**Problem to work on:** Decide whether each statement agrees with the passage on negative externalities: (a) the Stern Review estimated that climate change impacts could cost between 5% and 20% of global GDP; (b) the US government gives the social cost of carbon as one fixed dollar figure per ton; (c) a polluting firm such as a power plant bears the indirect costs of its pollution. Answer yes or no for each, quoting the decisive words of the passage.

**Passage:**
++++++++++

The classic example of a negative externality is air pollution generated by industry (reminds me of the perennial air pollution in our so-called “Pollution Capital – New Delhi”). Most business enterprises make decisions based only on their direct cost of inputs and profit expectations.
A power plant or even a printing press, for instance, may operate without factoring in the indirect costs caused by pollution, because the firm does not bear these costs. However, these costs, or externalities, are real for other people and organisations in the economy. For example, a homeowner living near the polluting power plant may suffer higher healthcare costs. Or, the local tourism industry may lose revenue due to pollution from the plant causing environmental damage.
Now, if you consider the costs incurred due to the indirect damage caused by the power plant to its balance sheet, its production decisions would probably change. The point is, since the indirect costs are not borne by the power plant, the actual social cost of production is greater than the power plant’s private costs of production.
This is known as a market failure and is one of the main reasons why governments intervene as public policy. The 2007 Stern Review on the Economics of Climate Change regarded greenhouse gas emissions as negative externalities and labelled climate change as the greatest and widest-ranging market failure ever seen.
The review emphasized that the cost of this will be borne mostly by civil society. It estimated that the potential impacts of climate change on water resources, food production, health and the environment could result in a loss of between 5% and 20% of GDP globally. Today, years after the Stern Review was published, these potential impacts are likely to be much greater due to our careless approach towards its mitigation.
In climate economics, we use a metric known as the social cost of carbon. According to the US Government, the social cost of carbon can be defined as an “A monetized estimate of the damages associated with an incremental increase in carbon emissions in a given year.”
Simply put, the social cost of carbon represents the economic damage done to society by each additional ton of carbon dioxide. So how much is this in dollar terms?
Well, depending on the expert you talk to, the computer model and the discount rate used, the social cost of carbon varies widely. The US government puts the social cost of carbon at between 11 and 109 US dollars per ton of carbon dioxide emitted.
While this is interesting, does this metric have any practical application beyond informing governments of the economic consequences of climate inaction? The answer is yes; the social cost of carbon is being increasingly used in public policy. The US and UK governments have, in recent years, integrated it into their economic decision-making process for large infrastructure projects. Just google “Keystone XL Pipeline and social cost impacts” to understand how the decision on this project was impacted by social costs & externalities.
So, what can governments do to address the externalities of greenhouse gas emissions? The social cost of carbon provides an important part of the answer. Governments can enact public policies to ensure that the social cost of CO2 emissions is paid by the people and businesses responsible for those emissions.
In the terminology of economics, negative externalities need to be internalized by adjusting the price of the polluting activity to reflect the monetary value of that externality. This may, for instance, include putting a price on carbon emissions or requiring emitters to buy a tradable permit.
Look at our industry and think about how we deal with our externalities – how we handle (or sometimes just dump) our waste, use harmful chemicals and inefficient old equipment, manage finite resources like water, energy etc. If negative externalities are calculated and factored in the balance sheet – how will it reflect on our daily lives? Let’s ponder until we meet again!

++++++++++

**Dataset extract:**
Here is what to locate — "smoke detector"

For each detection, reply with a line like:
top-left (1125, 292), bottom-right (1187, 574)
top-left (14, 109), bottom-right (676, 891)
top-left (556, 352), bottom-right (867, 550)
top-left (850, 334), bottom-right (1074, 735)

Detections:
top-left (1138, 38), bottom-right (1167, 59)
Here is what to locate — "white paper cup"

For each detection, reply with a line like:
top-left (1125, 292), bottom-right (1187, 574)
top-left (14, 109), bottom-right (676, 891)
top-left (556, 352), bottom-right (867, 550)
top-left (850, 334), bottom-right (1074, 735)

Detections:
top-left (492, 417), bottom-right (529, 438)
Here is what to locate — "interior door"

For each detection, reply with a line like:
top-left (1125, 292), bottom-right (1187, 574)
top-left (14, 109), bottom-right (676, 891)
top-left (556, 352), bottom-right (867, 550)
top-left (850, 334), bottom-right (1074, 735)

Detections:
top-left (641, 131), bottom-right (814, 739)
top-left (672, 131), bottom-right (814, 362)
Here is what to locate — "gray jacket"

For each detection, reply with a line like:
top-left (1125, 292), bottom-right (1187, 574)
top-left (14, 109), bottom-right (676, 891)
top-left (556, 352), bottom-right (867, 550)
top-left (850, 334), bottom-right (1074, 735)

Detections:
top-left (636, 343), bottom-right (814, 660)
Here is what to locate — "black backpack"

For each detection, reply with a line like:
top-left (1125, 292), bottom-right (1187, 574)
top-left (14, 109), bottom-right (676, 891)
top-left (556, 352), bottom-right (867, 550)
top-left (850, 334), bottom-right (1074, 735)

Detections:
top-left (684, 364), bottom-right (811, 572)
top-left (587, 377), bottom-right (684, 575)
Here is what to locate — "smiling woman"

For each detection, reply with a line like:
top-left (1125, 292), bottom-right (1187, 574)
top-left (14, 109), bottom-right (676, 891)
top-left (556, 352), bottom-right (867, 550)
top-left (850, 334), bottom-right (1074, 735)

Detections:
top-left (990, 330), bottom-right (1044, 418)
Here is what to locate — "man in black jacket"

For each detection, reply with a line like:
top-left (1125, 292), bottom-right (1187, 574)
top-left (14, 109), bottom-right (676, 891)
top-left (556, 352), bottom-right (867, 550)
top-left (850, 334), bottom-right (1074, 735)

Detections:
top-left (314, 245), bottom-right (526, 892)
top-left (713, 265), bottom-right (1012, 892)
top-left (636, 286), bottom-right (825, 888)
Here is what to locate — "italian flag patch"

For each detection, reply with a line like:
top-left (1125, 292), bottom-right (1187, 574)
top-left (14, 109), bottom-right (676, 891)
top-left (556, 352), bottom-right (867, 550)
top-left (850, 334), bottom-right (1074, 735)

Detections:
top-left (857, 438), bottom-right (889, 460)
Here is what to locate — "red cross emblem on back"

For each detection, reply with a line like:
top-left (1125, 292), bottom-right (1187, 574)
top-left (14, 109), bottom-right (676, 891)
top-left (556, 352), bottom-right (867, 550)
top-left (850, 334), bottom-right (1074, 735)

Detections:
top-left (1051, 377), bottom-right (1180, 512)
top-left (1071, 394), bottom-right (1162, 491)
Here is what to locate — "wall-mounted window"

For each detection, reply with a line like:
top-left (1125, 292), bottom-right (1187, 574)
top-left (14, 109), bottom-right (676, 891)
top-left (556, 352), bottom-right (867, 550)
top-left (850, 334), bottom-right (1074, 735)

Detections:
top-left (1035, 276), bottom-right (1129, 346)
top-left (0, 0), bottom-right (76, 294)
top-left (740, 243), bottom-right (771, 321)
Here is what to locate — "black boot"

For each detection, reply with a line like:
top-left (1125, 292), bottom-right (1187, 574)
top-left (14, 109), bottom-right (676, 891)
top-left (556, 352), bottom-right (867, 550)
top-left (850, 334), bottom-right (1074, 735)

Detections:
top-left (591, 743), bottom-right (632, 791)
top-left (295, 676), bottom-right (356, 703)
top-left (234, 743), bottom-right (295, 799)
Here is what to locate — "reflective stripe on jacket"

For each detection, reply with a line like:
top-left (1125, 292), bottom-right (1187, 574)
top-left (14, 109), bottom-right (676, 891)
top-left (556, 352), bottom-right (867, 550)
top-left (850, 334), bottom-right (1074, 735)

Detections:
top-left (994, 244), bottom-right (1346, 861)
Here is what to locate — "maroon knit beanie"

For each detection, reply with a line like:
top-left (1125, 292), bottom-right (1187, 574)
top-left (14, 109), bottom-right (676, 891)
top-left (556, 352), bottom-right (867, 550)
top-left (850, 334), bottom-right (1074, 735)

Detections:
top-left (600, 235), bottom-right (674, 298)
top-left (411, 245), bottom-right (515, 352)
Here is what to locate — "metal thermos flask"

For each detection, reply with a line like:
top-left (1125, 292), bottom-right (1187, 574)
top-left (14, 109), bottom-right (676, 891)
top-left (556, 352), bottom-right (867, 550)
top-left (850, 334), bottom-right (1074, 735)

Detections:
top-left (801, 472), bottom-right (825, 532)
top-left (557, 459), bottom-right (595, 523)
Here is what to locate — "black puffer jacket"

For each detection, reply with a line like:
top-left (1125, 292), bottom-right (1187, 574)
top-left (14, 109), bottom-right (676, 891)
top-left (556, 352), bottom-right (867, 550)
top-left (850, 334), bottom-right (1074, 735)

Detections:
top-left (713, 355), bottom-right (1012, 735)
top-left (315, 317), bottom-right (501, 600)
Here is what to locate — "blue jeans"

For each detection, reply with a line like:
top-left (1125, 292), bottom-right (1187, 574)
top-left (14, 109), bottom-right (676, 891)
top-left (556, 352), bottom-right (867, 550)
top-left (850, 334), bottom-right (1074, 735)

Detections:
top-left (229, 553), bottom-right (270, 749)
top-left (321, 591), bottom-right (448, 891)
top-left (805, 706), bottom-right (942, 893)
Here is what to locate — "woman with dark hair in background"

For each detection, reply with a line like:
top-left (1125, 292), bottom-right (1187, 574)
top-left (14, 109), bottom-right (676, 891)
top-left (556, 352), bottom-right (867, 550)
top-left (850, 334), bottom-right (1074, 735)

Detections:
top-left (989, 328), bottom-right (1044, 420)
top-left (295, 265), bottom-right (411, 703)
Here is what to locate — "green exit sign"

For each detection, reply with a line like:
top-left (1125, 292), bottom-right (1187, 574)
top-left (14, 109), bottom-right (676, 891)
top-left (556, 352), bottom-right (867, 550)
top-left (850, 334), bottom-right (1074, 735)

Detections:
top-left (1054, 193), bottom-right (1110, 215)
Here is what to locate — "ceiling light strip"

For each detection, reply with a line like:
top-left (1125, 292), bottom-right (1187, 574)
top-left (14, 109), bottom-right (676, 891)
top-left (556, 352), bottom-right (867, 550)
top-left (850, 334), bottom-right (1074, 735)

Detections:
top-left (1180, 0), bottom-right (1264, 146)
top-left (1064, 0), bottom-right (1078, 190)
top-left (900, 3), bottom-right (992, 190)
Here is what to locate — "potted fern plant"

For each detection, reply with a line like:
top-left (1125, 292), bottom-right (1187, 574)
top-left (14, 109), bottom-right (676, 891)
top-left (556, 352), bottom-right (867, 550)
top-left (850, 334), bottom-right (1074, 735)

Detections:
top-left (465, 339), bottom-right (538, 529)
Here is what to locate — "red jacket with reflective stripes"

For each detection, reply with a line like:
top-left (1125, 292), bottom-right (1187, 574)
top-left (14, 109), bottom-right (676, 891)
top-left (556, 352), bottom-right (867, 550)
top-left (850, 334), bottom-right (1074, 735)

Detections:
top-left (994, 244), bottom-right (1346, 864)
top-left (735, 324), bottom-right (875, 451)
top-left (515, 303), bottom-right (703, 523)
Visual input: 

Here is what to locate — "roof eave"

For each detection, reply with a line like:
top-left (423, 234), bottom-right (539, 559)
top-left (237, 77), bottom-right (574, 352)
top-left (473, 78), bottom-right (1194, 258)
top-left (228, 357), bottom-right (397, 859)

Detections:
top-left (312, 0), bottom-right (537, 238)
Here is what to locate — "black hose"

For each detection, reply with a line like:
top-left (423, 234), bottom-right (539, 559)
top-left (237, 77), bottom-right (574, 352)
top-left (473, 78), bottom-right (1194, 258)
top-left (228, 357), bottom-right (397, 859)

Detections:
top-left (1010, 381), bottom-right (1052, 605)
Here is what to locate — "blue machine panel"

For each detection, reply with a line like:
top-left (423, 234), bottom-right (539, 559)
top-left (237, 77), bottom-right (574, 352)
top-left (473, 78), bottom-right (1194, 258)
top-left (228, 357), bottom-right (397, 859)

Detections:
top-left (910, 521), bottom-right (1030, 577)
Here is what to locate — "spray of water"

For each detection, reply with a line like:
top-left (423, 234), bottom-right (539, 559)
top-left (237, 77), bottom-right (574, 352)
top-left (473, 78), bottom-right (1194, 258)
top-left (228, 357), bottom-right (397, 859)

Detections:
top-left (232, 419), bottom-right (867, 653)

++++++++++

**Written reply:**
(a) Yes: "could result in a loss of between 5% and 20% of GDP globally"
(b) No: "between 11 and 109 US dollars per ton of carbon dioxide emitted"
(c) No: "because the firm does not bear these costs"